Could you set down exactly the lines in the records below between the line holding "[ ] a keypoint on each instance of the carpet" and the line holding "[ ] a keypoint on each instance of the star", inclusive?
==== SOURCE MATERIAL ====
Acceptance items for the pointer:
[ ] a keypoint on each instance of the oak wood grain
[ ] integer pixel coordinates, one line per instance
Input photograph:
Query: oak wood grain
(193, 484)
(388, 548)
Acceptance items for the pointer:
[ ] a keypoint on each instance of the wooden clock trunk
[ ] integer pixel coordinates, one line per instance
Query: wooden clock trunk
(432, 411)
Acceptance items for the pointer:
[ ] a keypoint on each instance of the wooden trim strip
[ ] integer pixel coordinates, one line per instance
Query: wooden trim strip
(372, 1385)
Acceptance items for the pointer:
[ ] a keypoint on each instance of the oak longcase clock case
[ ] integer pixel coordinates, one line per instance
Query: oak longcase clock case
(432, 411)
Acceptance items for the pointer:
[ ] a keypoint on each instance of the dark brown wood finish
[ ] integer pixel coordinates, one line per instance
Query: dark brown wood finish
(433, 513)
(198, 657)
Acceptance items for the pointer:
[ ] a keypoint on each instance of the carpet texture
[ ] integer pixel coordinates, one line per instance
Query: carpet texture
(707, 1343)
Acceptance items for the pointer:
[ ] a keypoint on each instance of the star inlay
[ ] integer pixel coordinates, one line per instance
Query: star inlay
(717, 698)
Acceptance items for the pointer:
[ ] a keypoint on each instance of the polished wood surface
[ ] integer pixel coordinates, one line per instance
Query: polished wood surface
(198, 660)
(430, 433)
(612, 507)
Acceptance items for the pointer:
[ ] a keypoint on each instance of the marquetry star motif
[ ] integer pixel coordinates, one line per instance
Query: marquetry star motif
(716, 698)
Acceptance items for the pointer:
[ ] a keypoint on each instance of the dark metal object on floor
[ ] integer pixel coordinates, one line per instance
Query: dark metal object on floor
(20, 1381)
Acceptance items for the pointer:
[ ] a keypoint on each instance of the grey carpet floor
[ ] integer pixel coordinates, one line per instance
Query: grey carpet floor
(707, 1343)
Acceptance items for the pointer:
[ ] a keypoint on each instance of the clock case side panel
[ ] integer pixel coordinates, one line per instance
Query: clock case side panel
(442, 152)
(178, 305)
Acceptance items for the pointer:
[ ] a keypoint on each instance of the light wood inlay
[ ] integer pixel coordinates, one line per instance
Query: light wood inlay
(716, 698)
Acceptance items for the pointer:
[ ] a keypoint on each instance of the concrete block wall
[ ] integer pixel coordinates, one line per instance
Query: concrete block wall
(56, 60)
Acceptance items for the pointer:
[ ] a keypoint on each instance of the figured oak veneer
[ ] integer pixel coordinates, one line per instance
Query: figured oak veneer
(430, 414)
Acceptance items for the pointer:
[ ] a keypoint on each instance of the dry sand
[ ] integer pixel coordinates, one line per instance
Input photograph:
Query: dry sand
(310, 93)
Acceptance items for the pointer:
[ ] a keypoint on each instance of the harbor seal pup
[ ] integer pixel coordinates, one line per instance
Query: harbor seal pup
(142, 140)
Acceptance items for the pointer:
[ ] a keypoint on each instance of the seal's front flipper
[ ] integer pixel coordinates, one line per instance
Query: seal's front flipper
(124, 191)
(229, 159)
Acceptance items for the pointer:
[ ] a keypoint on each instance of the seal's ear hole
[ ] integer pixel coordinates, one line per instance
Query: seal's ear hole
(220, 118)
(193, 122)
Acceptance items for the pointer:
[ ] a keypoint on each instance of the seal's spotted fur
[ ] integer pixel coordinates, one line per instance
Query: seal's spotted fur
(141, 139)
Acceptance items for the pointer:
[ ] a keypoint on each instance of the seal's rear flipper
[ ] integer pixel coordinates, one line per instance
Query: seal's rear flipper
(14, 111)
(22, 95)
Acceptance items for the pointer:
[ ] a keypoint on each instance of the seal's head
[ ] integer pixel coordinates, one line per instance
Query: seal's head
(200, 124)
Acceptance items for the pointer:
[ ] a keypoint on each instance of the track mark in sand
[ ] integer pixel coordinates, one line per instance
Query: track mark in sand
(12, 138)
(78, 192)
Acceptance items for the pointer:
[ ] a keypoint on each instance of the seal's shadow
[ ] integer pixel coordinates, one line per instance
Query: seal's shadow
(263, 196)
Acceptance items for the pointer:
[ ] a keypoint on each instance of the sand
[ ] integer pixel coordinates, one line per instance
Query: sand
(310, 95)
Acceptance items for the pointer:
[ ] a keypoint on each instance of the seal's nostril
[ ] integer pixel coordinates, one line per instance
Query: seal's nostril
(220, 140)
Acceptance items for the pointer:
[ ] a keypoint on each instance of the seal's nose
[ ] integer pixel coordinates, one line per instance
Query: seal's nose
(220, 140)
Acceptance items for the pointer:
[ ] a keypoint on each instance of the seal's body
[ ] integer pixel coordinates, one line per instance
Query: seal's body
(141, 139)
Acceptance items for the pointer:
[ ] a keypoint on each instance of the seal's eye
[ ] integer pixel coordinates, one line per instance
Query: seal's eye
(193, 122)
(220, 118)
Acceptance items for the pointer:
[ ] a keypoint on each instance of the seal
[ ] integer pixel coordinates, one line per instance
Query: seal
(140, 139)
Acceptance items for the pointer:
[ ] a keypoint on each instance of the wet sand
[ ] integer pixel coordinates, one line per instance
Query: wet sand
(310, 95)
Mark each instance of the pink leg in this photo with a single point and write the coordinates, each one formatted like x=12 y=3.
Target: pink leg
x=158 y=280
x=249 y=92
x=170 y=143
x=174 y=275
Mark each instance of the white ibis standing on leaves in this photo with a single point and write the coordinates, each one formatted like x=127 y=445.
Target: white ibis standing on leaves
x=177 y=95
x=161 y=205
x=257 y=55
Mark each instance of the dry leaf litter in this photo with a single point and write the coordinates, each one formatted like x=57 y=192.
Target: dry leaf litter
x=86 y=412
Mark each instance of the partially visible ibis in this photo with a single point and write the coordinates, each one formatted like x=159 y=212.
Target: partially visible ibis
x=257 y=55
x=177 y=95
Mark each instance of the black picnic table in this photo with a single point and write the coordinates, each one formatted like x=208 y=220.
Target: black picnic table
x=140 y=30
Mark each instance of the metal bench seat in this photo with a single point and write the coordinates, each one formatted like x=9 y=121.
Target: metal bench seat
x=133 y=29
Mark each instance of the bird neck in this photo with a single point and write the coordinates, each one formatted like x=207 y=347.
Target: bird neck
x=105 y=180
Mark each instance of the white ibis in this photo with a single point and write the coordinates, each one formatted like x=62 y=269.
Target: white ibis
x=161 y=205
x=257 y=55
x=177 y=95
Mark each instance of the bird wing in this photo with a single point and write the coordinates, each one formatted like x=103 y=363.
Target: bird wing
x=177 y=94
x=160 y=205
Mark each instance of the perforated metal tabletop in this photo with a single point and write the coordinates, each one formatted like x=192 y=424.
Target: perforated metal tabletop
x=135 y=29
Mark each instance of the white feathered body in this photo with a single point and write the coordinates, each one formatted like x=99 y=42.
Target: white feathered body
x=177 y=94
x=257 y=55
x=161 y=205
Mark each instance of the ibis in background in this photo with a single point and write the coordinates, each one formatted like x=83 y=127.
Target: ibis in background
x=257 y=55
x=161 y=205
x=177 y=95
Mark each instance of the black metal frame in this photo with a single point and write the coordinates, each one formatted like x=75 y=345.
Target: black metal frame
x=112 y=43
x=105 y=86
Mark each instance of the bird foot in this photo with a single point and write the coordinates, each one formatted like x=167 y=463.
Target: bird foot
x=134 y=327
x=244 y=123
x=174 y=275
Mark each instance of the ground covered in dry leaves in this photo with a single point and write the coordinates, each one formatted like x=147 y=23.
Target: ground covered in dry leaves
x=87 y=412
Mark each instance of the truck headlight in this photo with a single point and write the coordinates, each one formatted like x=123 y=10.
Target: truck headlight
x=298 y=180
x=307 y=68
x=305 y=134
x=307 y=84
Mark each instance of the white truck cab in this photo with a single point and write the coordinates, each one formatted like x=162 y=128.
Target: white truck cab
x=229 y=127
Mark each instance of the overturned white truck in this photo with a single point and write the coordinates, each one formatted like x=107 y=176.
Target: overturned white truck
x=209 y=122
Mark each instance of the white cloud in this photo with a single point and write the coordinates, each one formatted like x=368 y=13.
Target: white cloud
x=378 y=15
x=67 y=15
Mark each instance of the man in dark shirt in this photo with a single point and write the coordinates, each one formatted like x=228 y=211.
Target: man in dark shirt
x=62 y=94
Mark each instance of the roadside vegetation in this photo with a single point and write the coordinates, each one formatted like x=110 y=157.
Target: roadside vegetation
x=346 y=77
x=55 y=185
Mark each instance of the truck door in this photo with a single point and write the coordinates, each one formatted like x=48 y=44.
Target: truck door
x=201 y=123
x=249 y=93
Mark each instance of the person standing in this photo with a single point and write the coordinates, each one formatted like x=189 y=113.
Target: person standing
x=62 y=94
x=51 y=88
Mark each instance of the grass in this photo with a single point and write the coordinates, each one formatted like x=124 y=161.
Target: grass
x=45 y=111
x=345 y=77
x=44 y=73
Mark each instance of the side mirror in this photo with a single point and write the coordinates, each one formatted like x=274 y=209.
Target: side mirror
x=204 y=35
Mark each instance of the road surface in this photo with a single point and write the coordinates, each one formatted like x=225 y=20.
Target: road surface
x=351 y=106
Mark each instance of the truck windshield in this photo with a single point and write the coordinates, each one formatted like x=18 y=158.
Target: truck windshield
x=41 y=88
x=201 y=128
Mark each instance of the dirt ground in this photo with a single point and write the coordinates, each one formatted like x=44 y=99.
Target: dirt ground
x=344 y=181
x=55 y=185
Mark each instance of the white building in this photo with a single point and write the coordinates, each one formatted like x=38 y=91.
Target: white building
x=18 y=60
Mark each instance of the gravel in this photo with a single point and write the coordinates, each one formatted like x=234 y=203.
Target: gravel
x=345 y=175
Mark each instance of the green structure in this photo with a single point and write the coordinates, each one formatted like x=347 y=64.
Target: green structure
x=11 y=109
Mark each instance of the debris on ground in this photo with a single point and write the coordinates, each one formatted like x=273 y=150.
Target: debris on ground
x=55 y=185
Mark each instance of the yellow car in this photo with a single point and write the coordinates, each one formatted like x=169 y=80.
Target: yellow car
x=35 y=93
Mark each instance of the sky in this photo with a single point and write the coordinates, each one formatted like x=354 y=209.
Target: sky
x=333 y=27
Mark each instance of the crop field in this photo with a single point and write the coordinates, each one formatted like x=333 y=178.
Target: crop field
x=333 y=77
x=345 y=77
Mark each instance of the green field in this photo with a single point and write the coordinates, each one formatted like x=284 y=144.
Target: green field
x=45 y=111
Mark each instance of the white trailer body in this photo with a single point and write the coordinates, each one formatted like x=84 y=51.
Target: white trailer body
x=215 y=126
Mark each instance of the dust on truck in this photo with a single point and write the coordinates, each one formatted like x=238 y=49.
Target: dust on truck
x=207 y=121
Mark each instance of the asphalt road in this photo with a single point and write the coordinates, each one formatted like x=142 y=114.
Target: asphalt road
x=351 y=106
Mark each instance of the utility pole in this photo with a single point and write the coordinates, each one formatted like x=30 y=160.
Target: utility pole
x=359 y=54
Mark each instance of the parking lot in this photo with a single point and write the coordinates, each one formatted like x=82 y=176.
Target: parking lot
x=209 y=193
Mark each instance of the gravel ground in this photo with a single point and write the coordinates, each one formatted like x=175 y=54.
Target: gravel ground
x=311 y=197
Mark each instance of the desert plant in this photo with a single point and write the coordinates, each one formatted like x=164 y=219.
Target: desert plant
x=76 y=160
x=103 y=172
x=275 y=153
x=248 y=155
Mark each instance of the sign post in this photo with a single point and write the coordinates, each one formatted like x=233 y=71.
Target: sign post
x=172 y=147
====
**OUTPUT BELOW**
[ ] a keypoint on each instance of the carpet texture
[ ] integer pixel coordinates, one line per instance
Query: carpet texture
(707, 1343)
Acceptance items for the pointer:
[ ] a keypoint on each instance of the star inlay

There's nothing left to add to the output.